**STORED ROWS**

--

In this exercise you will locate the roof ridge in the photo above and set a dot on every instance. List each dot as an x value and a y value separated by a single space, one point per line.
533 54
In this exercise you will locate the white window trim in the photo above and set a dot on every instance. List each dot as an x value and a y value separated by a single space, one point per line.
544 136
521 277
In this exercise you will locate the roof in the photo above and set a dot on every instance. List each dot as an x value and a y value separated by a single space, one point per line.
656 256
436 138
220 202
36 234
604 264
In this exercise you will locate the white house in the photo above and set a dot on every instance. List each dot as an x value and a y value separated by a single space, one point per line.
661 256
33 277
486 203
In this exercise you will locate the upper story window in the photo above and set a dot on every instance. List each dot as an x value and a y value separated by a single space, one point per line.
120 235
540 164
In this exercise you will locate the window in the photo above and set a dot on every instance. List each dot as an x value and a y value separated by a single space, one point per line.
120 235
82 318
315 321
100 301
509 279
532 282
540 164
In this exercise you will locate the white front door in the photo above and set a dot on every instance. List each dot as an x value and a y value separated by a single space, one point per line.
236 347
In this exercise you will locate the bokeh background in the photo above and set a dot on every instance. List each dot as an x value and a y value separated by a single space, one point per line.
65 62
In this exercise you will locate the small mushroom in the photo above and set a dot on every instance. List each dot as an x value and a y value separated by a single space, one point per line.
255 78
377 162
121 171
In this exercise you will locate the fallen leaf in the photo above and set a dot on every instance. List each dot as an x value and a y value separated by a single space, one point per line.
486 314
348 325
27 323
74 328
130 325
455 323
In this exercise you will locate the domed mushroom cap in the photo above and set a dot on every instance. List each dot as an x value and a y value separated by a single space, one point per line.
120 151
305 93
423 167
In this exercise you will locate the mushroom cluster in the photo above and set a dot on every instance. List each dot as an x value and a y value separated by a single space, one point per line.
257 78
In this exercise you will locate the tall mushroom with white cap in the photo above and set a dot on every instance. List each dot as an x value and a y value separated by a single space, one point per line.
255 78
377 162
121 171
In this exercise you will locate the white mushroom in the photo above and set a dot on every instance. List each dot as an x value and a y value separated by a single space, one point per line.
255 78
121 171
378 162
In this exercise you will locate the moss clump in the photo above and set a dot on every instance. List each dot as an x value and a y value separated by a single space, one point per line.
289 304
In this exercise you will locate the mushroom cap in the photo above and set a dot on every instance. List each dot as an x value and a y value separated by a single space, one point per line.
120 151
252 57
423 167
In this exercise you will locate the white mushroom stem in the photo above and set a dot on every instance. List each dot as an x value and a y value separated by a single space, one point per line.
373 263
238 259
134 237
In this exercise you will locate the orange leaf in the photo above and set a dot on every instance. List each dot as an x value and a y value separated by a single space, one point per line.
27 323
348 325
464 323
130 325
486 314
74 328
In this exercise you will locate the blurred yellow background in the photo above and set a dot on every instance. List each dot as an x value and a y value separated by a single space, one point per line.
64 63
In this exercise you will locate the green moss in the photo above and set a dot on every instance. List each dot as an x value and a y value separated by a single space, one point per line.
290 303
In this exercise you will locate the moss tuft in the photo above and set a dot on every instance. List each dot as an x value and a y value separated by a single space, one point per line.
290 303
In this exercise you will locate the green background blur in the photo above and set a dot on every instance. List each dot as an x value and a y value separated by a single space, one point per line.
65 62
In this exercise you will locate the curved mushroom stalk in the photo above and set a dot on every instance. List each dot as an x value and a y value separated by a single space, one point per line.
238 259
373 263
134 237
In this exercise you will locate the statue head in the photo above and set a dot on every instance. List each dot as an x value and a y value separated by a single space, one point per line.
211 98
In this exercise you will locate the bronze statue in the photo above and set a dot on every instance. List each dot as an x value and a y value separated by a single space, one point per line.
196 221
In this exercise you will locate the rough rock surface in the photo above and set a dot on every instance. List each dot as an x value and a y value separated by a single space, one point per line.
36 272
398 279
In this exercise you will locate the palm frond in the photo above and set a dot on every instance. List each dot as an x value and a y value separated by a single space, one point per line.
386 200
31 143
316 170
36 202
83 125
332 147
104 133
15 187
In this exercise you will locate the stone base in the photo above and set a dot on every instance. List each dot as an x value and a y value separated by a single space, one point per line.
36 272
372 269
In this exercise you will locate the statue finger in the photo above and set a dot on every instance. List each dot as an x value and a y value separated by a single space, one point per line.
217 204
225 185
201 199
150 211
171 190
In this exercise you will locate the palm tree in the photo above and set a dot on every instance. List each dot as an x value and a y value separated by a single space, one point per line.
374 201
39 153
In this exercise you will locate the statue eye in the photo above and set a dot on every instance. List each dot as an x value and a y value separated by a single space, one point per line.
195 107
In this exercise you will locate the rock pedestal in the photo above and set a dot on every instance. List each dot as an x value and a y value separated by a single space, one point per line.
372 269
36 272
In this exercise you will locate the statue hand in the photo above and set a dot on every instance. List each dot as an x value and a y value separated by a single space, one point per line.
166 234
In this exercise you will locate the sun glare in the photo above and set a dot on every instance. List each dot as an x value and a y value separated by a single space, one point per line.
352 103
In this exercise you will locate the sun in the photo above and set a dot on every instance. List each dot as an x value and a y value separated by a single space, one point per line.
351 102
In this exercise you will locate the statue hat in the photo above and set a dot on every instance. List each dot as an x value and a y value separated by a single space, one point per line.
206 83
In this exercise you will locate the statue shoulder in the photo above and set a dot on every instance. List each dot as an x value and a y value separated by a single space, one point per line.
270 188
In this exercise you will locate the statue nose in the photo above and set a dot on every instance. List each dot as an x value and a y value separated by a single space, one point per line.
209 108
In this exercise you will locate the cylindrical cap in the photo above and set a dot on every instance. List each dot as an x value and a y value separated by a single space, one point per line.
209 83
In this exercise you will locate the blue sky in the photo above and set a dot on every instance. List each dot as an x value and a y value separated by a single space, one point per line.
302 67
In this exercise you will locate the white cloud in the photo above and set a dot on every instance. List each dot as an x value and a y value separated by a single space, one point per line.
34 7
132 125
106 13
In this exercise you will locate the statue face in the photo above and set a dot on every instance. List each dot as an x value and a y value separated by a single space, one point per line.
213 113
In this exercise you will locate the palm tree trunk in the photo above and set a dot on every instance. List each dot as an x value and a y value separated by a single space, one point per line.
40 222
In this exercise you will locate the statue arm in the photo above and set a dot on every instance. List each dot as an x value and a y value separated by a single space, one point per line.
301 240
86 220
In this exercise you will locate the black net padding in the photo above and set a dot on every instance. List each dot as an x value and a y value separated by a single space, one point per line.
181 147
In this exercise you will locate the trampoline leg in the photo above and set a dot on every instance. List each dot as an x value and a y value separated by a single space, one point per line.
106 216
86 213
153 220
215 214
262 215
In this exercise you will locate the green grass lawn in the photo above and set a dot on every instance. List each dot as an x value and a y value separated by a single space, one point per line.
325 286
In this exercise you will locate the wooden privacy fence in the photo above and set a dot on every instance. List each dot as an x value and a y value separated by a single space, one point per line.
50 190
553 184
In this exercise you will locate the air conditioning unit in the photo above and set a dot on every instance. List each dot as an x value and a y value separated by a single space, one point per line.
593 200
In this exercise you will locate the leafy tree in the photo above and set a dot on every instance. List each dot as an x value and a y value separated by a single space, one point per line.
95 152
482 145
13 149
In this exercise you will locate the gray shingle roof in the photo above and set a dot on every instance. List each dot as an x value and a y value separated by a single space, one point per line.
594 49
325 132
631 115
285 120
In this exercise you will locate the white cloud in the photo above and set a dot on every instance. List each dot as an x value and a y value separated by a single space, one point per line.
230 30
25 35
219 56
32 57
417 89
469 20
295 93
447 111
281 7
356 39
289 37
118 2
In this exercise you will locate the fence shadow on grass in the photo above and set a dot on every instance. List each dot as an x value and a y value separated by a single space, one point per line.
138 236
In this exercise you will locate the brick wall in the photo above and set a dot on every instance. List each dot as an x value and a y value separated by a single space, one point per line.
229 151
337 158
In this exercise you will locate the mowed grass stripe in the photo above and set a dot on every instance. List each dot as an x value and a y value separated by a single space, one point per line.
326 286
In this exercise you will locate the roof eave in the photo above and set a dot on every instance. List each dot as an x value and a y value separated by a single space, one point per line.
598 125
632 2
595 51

--

**SHORT TASK**
Extract, unchanged, the closing run of lines that opens with the line containing "In this exercise you will locate the wooden" and ends with the last line.

**EXERCISE SOLUTION**
In this exercise you will locate the wooden privacy fence in the photo above and set a dot on every instance. List each dot as an x value and a y value separated by a single space, one point per line.
50 190
553 184
In this exercise you will locate the air conditioning unit in the photo above and set a dot on every instance. List each dot as an x value and a y value separated by a single space, one point per line.
593 200
In this exercise you will locate the leafy tree in the photo above and set a dot on every instance. List each dot as an x value and a y value separated by a single space, one point per line.
95 152
482 145
13 149
In this exercise you will locate the gray shingle roof in the photo above and set a dot on every instance. List each dot as an x value and a y value separated by a single space, one point per line.
594 49
325 132
631 115
285 120
In this exercise you will locate the white cloud in the photo above and set a dot on every instance. List each dot as an x value and a y value separated by a single space, one point per line.
230 30
25 35
219 56
32 57
417 89
469 20
295 93
447 111
281 7
356 39
289 37
118 2
In this exercise you will locate the fence shadow on grass in the photo above and set a dot on every instance. List each dot as an x value and a y value separated by a single space, one point per line.
138 236
In this exercise you will locate the brick wall in the photo above and set a dot on every instance. List each dot as an x value and a y value separated by a single space, one point per line.
229 151
337 158
In this exercise you will locate the mowed grass stripe in the photo above and set a dot on every instance. List each dot as an x value and a y value separated by a single space, one point per line.
326 286
In this exercise you will locate the roof eave in the photo above and set a dot on every instance. List each dot as an x value and a y value separated by a single space, one point per line.
598 125
632 2
595 51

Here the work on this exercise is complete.